MSV Buna Schkopau: Die Wiege der Olympiasieger

18.11.2023 Merseburg

Bericht der MZ vom 20.11.2023

Als Betriebssportgemeinschaft feiert der heutige MSV Buna Schkopau seine größten Erfolge. Die Fußballer spielten kurzzeitig in der DDR-Oberliga. Ein halbes Dutzend bei den „Bunesen“ ausgebildet Einzelsportler errangen olympisches Gold. Jetzt beging der Merseburger Verein seinen 75. Geburtstag – und ein Gründungsmitglied feierte mit.

Der Merseburger Sportverein (MSV) Buna Schkopau beging mit einer Festveranstaltung den 75. Jahrestag seiner Gründung. Nach Ende des fürchterlichen Zweiten Weltkrieges stand der Sport für die Menschen zunächst nicht an erster Stelle ihres Tuns. Erst langsam kam der Sportbetrieb wieder in Gang. Im Herbst 1948 kamen schließlich Fußballer, Handballer, Turner, Hockey- und Tennisspieler zusammen, um organisiert Sport zu treiben. So kam es zur Gründung der Zentralsportgemeinschaft Buna, dem Vorgänger des heutigen MSV.
Günter Brode, der letzte noch lebende Zeitzeuge der damaligen Gründungsveranstaltung, war am Samstag Ehrengast der Festveranstaltung zum 75. Geburtstag des Vereins. Brode, der am kommenden Dienstag 91 Jahre alt wird, kann sich noch genau an die Geburt des Vereins erinnern: „Sie fand im so genannten Lager in der Korbethaer Straße in Schkopau, dem alten Kinosaal G II, in unmittelbarer Nähe des Bunawerkes statt.“
Als jugendlicher Handballer war er stolz dabei zu sein und für seine weiteren sportlichen Aktivitäten eine Perspektive zu sehen. Bis zu seinem 36. Lebensjahr betrieb der als Bäckermeister tätige Brode Hand- und Faustball parallel. Erst mit 70 verabschiedete er sich als aktiver Faustballer. „Meine erste künstliche Hüfte war schuld“, gibt er schmunzelnd zu bedenken. Aber bis heute ist er immer noch nah dran am Faustball und am gesamten Verein. „Einmal Sportler, immer Sportler“, lautet sein Credo.

Neben Brode waren weitere „alte Recken“ des Vereins, der im Jahr 1950 zur Betriebssportgemeinschaft (BSG) Chemie Buna Schkopau wurde, bei der Jubiläumsveranstaltung zugegen. So gab es ein Wiedersehen mit der ehemaligen Leichtathletin Helga Behnsch, die 1952 Mitglied wurde und heute noch als Schatzmeisterin im Vorstand des MSV tätig ist. Auch die Ehrenmitglieder Klaus Rauchfuß (Handball) sowie „Leichtathletik-Guru“ Walter Knebel wurden herzlich begrüßt.
----
ZIEL 1 - In welchem Jahr wurde der Verein laut dem Lesetext zur Betriebssportgemeinschaft Chemie Buna Schkopau?
ZIEL 2 - Geben Sie aus dem Lesetext die Passage wörtlich wieder, die mit „Bericht der MZ“ beginnt und bis einschließlich „Gründungsmitglied feierte mit.“ reicht.

AUFLISTUNG -
----
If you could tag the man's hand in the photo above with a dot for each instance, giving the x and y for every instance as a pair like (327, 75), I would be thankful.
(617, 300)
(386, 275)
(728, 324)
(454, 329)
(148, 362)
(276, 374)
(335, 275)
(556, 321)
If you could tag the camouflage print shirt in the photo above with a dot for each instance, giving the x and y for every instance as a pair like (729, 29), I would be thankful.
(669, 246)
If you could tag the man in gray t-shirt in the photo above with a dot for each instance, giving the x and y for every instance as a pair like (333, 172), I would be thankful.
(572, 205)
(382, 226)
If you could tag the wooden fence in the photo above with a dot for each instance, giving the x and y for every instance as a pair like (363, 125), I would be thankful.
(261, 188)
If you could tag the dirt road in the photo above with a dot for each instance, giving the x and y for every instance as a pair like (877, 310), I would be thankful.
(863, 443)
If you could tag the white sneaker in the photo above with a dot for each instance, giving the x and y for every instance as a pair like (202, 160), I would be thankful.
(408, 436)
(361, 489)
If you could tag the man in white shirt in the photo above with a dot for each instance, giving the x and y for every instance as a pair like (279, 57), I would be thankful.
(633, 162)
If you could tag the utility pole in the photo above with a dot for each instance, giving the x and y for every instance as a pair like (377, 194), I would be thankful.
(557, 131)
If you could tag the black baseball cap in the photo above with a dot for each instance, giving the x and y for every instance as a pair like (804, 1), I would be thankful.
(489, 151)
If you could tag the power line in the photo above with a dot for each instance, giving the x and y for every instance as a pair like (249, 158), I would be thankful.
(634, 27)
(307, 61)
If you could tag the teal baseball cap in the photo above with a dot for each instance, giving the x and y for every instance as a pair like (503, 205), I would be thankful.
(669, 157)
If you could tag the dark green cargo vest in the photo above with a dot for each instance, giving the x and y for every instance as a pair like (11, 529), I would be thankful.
----
SCHRIFTLICHE LÖSUNG 1 - Im Jahr 1950.

SCHRIFTLICHE LÖSUNG 2 -
Bericht der MZ vom 20.11.2023

Als Betriebssportgemeinschaft feiert der heutige MSV Buna Schkopau seine größten Erfolge. Die Fußballer spielten kurzzeitig in der DDR-Oberliga. Ein halbes Dutzend bei den „Bunesen“ ausgebildet Einzelsportler errangen olympisches Gold. Jetzt beging der Merseburger Verein seinen 75. Geburtstag – und ein Gründungsmitglied feierte mit.